A quelques mètres de là, on s’active avec pelles et pioches. Depuis dix jours, on a commencé à planter. « L’idée c’est de créer un jardin autogéré » explique un maraîcher bio venu d’Auvergne. L’homme en est à son troisième aller-retour et compte bien rester ici tant que cela sera possible. « On a planté des pommiers le jour de la mort de Rémi puis on a planté des groseilliers. On essaye de prévoir sur le long terme. On n’a pas encore de matériel mais cela devrait arriver. » Si la construction du barrage est annulée, certains Zadistes envisagent la création d’un lieu indépendant et alternatif où il serait possible d’expérimenter de nouvelles techniques d’agriculture, de production d’énergies ou de construction. Mais pas question de se faire récupérer par le ministère de l’Ecologie. « Le lieu doit être réinvesti par les gens présents sur place, pas par une déclaration de Mme Royal » ajoute l’agriculteur.

A côté de lui, une infirmière enceinte est venue donner un coup de main. Habitante de Gaillac, la jeune femme est choquée par le climat violent qui règne autour du projet. « Pour moi, il y a la ZAD d’un côté et les habitants de Gaillac de l’autre. On est vite stigmatisé quand on vient ici mais les gens gagneraient à voir ce qui se passe plutôt que de regarder la télévision. » Si le jardin en est à ses prémices, les Zadistes espèrent encore reçevoir de nombreux dons venus de l’extérieur.

Des allures de Bd d’Astérix

En remontant en amont du ruisseau, on croise différents camps aux noms exotiques comme l’Île Maurice ou les Zoulous. Le fort, c’est la base avancée des occupants. C’est par ici que les autorités reviendront en premier. Alors on s’organise pour résister. Le lieu est digne d’une bd d’Astérix.

(Quelques enregistrements)
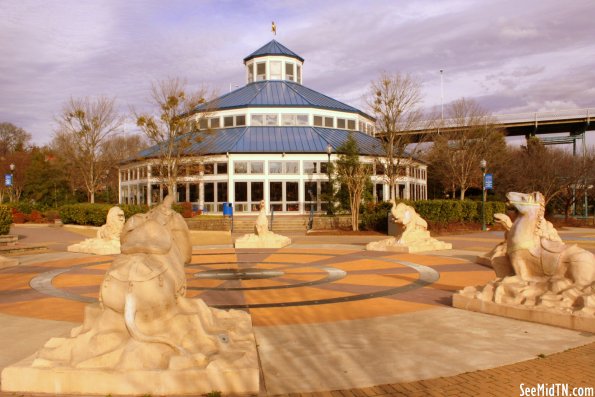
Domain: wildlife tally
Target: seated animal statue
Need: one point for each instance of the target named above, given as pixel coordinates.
(535, 250)
(107, 241)
(412, 233)
(143, 319)
(413, 226)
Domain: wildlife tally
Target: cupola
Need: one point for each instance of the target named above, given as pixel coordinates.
(273, 61)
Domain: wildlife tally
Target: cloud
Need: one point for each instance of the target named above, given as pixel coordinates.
(510, 55)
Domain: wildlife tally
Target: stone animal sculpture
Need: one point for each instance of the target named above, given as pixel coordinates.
(143, 320)
(107, 241)
(413, 224)
(535, 250)
(262, 236)
(412, 233)
(543, 271)
(261, 227)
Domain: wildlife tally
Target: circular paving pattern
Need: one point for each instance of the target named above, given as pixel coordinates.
(284, 286)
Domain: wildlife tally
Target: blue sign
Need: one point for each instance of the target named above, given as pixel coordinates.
(488, 181)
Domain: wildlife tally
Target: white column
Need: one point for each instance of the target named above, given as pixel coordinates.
(201, 191)
(119, 186)
(149, 185)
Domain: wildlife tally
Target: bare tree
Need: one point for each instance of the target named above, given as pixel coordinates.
(394, 99)
(13, 138)
(84, 125)
(468, 137)
(354, 174)
(170, 127)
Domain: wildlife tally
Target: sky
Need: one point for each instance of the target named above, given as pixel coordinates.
(510, 56)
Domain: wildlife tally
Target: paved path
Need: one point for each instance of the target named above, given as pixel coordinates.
(327, 316)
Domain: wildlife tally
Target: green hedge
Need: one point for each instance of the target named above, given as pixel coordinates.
(94, 214)
(5, 219)
(441, 212)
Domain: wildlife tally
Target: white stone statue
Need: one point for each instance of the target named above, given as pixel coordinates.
(144, 336)
(412, 234)
(262, 236)
(545, 274)
(107, 241)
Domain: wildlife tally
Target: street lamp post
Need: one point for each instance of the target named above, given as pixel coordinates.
(329, 150)
(483, 165)
(12, 167)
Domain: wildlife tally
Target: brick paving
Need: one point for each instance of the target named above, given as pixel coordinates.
(574, 367)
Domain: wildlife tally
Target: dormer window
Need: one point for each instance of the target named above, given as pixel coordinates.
(251, 73)
(261, 71)
(275, 70)
(289, 71)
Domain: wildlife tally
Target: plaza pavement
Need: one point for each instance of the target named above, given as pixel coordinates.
(330, 319)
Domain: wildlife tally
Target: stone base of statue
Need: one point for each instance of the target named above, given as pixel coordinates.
(96, 246)
(225, 362)
(8, 262)
(265, 240)
(570, 307)
(425, 243)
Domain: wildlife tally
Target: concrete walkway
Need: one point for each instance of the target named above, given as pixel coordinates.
(331, 317)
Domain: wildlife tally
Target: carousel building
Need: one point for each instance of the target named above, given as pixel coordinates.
(270, 140)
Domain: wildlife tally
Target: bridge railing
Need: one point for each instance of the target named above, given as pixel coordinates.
(565, 114)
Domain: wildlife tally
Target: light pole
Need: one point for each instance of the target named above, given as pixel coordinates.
(441, 96)
(329, 150)
(12, 167)
(483, 165)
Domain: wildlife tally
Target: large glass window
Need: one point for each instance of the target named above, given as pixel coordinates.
(292, 167)
(221, 168)
(209, 192)
(261, 71)
(310, 167)
(257, 167)
(215, 123)
(275, 167)
(275, 70)
(257, 119)
(240, 167)
(209, 168)
(241, 191)
(272, 119)
(289, 73)
(221, 192)
(276, 191)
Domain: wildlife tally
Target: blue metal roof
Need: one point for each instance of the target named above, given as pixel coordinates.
(273, 47)
(272, 140)
(276, 93)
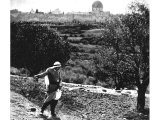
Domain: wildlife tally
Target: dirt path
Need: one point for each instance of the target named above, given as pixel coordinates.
(20, 109)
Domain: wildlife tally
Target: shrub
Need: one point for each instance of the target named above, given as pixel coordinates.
(35, 47)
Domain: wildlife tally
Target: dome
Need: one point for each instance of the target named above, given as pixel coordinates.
(97, 4)
(97, 7)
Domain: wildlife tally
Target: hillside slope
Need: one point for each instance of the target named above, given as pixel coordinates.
(21, 109)
(78, 102)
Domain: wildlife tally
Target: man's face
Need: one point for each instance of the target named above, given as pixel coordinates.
(57, 68)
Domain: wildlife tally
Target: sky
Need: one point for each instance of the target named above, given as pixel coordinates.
(114, 6)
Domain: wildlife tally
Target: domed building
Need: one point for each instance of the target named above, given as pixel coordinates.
(97, 7)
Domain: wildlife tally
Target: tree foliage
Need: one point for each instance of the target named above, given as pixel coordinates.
(35, 47)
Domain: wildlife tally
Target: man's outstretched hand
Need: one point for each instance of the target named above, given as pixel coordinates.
(35, 78)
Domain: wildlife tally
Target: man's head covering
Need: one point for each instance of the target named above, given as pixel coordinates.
(57, 64)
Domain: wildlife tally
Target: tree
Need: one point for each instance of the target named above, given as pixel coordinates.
(35, 47)
(128, 35)
(138, 24)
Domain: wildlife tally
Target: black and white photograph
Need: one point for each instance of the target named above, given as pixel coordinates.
(79, 59)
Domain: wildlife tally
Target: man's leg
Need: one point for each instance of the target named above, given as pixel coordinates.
(45, 106)
(53, 105)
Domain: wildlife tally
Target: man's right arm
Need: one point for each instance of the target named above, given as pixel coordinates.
(43, 74)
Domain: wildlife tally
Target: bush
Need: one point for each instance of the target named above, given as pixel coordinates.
(35, 47)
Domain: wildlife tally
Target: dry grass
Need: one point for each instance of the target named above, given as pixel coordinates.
(84, 105)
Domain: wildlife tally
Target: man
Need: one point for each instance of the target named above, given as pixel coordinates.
(53, 86)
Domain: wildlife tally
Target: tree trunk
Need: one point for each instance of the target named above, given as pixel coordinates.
(141, 94)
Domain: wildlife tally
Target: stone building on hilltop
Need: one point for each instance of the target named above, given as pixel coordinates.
(97, 7)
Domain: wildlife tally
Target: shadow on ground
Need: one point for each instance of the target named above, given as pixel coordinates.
(133, 115)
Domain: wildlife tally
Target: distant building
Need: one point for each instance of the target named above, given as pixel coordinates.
(32, 11)
(39, 12)
(56, 11)
(97, 7)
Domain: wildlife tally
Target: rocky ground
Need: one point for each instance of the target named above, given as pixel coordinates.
(78, 102)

## Objectif 1
Reproduisez à l’identique le passage sur le jardin de la ZAD, en commençant à « A côté de lui, une » et en terminant à « venus de l’extérieur. ».
## Objectif 2
D’après le passage sur le jardin de la ZAD, quels arbres ont été plantés le jour de la mort de Rémi ?
## Objectif 3
Les affirmations suivantes concordent-elles avec le passage sur le jardin de la ZAD ? Répondez par oui ou non pour chacune, en citant les mots décisifs du texte.
(a) Le maraîcher bio vient d’Auvergne.
(b) Les plantations ont commencé il y a un mois.
(c) L’infirmière habite à Gaillac.

## Réponse 1
A côté de lui, une infirmière enceinte est venue donner un coup de main. Habitante de Gaillac, la jeune femme est choquée par le climat violent qui règne autour du projet. « Pour moi, il y a la ZAD d’un côté et les habitants de Gaillac de l’autre. On est vite stigmatisé quand on vient ici mais les gens gagneraient à voir ce qui se passe plutôt que de regarder la télévision. » Si le jardin en est à ses prémices, les Zadistes espèrent encore reçevoir de nombreux dons venus de l’extérieur.

## Réponse 2
Des pommiers.

## Réponse 3
(a) Oui : « explique un maraîcher bio venu d’Auvergne »
(b) Non : « Depuis dix jours, on a commencé à planter. »
(c) Oui : « Habitante de Gaillac, la jeune femme »